• PROBLEM REQUIREMENTS:
Copy all of the material below word for word, leaving the pictures out of your copy.

(Dataset entries)
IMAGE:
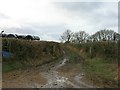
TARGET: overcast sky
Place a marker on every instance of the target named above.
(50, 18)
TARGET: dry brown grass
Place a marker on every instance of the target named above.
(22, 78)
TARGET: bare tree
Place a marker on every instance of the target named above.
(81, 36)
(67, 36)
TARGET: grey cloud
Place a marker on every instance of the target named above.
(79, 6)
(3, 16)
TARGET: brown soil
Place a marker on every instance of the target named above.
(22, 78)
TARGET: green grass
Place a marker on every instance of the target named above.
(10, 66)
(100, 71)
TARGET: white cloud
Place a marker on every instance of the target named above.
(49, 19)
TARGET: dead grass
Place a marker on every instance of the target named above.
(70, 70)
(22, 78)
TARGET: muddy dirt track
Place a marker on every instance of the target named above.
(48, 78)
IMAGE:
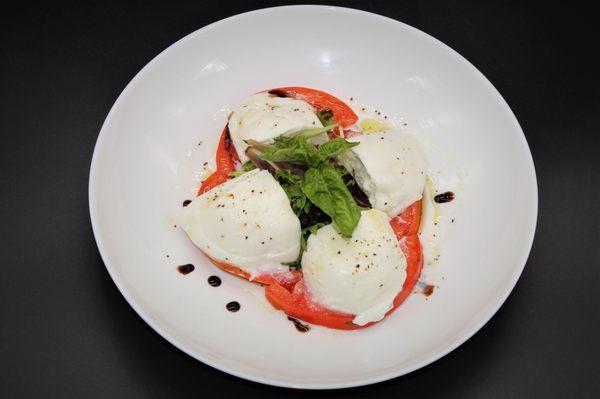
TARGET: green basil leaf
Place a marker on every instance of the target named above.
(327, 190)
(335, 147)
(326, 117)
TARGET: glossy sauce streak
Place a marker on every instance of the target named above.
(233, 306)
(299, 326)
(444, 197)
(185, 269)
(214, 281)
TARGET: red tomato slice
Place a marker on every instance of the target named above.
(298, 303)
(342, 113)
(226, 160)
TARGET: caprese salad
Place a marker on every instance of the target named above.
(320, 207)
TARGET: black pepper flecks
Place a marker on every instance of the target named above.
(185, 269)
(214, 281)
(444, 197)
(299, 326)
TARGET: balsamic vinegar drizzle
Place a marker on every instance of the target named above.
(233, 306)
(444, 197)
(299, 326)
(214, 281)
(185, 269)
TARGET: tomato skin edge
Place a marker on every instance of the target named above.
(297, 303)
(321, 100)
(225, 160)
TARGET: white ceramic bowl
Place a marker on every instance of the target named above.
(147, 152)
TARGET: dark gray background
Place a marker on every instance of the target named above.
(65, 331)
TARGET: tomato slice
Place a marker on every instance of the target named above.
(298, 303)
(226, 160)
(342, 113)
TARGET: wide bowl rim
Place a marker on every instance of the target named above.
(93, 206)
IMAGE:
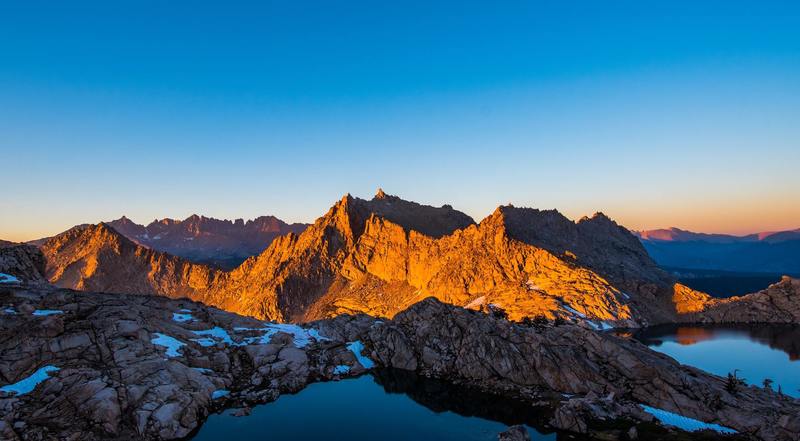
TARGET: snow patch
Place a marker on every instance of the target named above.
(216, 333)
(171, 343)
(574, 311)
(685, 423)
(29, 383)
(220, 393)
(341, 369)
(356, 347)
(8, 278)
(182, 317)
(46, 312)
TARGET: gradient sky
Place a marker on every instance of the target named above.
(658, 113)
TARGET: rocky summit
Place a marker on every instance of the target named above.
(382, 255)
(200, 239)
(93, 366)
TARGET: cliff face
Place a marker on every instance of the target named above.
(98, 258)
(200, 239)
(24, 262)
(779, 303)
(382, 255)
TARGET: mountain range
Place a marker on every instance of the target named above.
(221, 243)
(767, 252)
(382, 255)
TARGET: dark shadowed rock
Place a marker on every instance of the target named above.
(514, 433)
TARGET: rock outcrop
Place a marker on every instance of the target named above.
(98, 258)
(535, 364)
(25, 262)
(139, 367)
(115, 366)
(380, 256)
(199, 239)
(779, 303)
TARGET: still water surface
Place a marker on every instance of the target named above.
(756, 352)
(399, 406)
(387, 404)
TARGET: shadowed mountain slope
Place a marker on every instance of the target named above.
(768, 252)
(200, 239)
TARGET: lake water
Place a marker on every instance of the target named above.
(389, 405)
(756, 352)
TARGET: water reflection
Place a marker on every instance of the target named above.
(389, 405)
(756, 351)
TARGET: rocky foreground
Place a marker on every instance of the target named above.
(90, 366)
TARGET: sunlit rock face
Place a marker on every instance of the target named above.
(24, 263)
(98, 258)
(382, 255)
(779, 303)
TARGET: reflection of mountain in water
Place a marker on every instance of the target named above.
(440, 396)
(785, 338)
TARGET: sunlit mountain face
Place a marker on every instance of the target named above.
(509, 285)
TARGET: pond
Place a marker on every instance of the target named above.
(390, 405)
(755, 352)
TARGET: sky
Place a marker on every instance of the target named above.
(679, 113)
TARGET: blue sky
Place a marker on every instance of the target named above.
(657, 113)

• ANSWER TO THIS TASK:
IMAGE:
TARGET: overcast sky
Place a marker on every instance of the target named above.
(50, 18)
TARGET: dry brown grass
Place a marker on every instance of the target named above.
(22, 78)
TARGET: bare tree
Place a marker on every instance of the target named above.
(81, 36)
(67, 36)
TARGET: grey cloud
Place a marker on every instance of the target named above.
(79, 6)
(3, 16)
TARGET: brown soil
Place a marker on every instance of the target named above.
(22, 78)
TARGET: green grass
Place a marker on every instance of the target named above.
(10, 66)
(100, 71)
TARGET: white cloud
Place a marker on every instance of the target named above.
(49, 19)
TARGET: dead grass
Place a marker on every instance of the target named above.
(70, 70)
(22, 78)
TARGET: muddy dirt track
Place a marker on every instance of the target named above.
(48, 78)
IMAGE:
TARGET: green basil leaf
Place a marker on every instance of the target named above.
(327, 190)
(335, 147)
(326, 117)
TARGET: glossy sauce streak
Place a marker on every instance of the target named above.
(233, 306)
(299, 326)
(444, 197)
(185, 269)
(214, 281)
TARGET: red tomato slice
Place a marker on every instance of the target named above.
(298, 303)
(342, 113)
(226, 160)
TARGET: caprese salad
Place a marker on every instance of the target named above.
(320, 207)
TARGET: black pepper flecks
Place a marker on every instance of the target named above.
(185, 269)
(214, 281)
(444, 197)
(299, 326)
TARGET: balsamic vinegar drizzle
Place a marker on every instance of the target named above.
(233, 306)
(444, 197)
(299, 326)
(214, 281)
(185, 269)
TARGET: tomato skin edge
Place a marker on every instance of the target named above.
(297, 303)
(321, 100)
(225, 160)
TARGET: white ceramic bowl
Place a marker on every instance of the target named above.
(147, 152)
TARGET: dark gray background
Place a marker on every instance of the target named above.
(65, 331)
TARGET: tomato slice
Place a marker on every instance of the target named above.
(298, 303)
(226, 160)
(342, 113)
TARGET: wide bowl rim
Place a marker on every instance of the target named above.
(93, 206)
IMAGE:
TARGET: snow patch
Place a marker on every instance of the target named above.
(216, 333)
(171, 343)
(574, 311)
(685, 423)
(29, 383)
(220, 393)
(341, 369)
(356, 347)
(8, 278)
(182, 317)
(46, 312)
TARGET: gradient sky
Place a marker on every instance of the target named above.
(658, 113)
TARGET: rocky summit
Place a marker on every instance of the target named above.
(382, 255)
(200, 239)
(93, 366)
TARGET: cliff face
Place a marker on every instance of the target named above.
(98, 258)
(200, 239)
(24, 262)
(779, 303)
(382, 255)
TARGET: mountain range
Place a marker on every instance of the target named above.
(221, 243)
(767, 252)
(382, 255)
TARGET: dark shadowed rock
Place a marker on every instance of the target named above.
(514, 433)
TARGET: rock outcrop
Place a marker on every instance of the target named above.
(98, 258)
(535, 364)
(25, 262)
(139, 367)
(115, 366)
(380, 256)
(199, 239)
(779, 303)
TARGET: still water surface
Place a marker on every instance of the target named above.
(756, 352)
(399, 406)
(387, 404)
TARGET: shadowed mountain slope
Place a marker on every instance of the target named above.
(768, 252)
(200, 239)
TARGET: lake water
Place a marker on every instance of the target named above.
(389, 405)
(756, 352)
TARGET: water reflection
Place a marker on every instance of the target named above.
(389, 405)
(756, 351)
TARGET: rocky foreground
Place a marker on every instance of the target named above.
(90, 366)
TARGET: sunlit rock face
Place a marker on every instance of the target named above.
(24, 263)
(98, 258)
(382, 255)
(779, 303)
TARGET: reflection of mountain in water
Place a marker on every instance of the target named above.
(440, 396)
(785, 338)
TARGET: sunlit mountain face
Place a marker on every instance of the target named above.
(509, 285)
TARGET: pond
Place a marker on every instance of the target named above.
(390, 405)
(755, 352)
TARGET: sky
Place a marker on every instance of the target named above.
(679, 113)
TARGET: blue sky
Place a marker on every instance of the target named above.
(657, 113)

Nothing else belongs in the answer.